Sometimes you dream of something and achieve it. And then there are times you achieve something, which you haven’t even dreamed of. For me, completing the half marathon falls in the latter category. For someone who hasn’t even ran in temple run or subway surfer, 21.0975 km was like “Are you kidding me!” But yesterday i.e. on 23rd Nov, I actually did finish the Airtel Delhi Half Marathon (ADHM). The feeling of finishing it was incredible, but at the same time, when you see people 3 times of your age finishing ahead of you, you realize that you can do much better!
It all began is September, when a mail from HR invited everyone to participate in ADHM. And my department decided that we should all participate. On personal front, I had no idea of how long 21 km actually is and if it is anyway possible for me, but then participation was the only way to find out. Moreover, probably this was the challenge which could motivate me to focus on my fitness. Had this challenge came 3-4 years back, I would have been sure to complete it. But the Chartered Accountancy course does take its toll on fitness. And now in job, there were these excels and ppts, which contribute nothing towards your body.
I registered. There was excitement and at the same time, a nervousness. Nervousness because I know my colleagues. If they managed to finish the race and I could not, there were not going to spare me. So, the preparation for marathon started the very moment I registered. I googled- the history of marathon, where and when it all began, why this peculiar timing of 21.0975 km. See that’s the negative impact of a Chartered Accountant job, you feel that your PC is the solution of everything. But it was not any taxation or accounting problem. So finally, I got a schedule (again, through google!) on How to prepare for your first marathon.
It was a schedule for 2 months, with focus on adequate preparation as well as giving rest to your body- 4 days of practice and 3 days rest in each week. For next two months, I followed the schedule, not completely, but partly for sure. I followed all the rest days and decided to give practice days a skip. In simple words, I didn’t prepare. In 2 months time, I went for a walk only 3 times. The first two times, I covered around 6 kms in an hour. That was in the beginning of 2 months period. For next 1-1.5 months, I did nothing (except following the rest days, of course).

Location identification entries
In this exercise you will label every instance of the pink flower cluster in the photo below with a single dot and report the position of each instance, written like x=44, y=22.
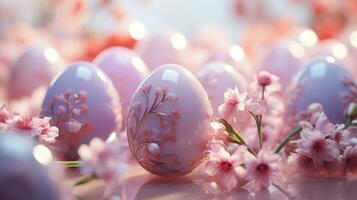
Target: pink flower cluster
x=232, y=166
x=236, y=102
x=238, y=105
x=31, y=126
x=106, y=160
x=324, y=148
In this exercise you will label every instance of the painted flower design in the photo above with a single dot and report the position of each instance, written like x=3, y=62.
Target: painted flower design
x=147, y=143
x=234, y=103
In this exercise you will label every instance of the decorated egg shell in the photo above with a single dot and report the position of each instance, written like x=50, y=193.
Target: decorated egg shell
x=34, y=68
x=23, y=171
x=125, y=69
x=83, y=104
x=161, y=47
x=170, y=112
x=323, y=81
x=283, y=59
x=217, y=78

### INSTRUCTION
Answer these questions about the half marathon account:
1. On what date did the writer finish the Airtel Delhi Half Marathon?
2. In which month did a mail from HR invite everyone to participate?
3. How many days of practice and how many days of rest did the schedule set for each week?

### WRITTEN RESPONSE
1. 23rd Nov
2. September
3. 4 days of practice and 3 days of rest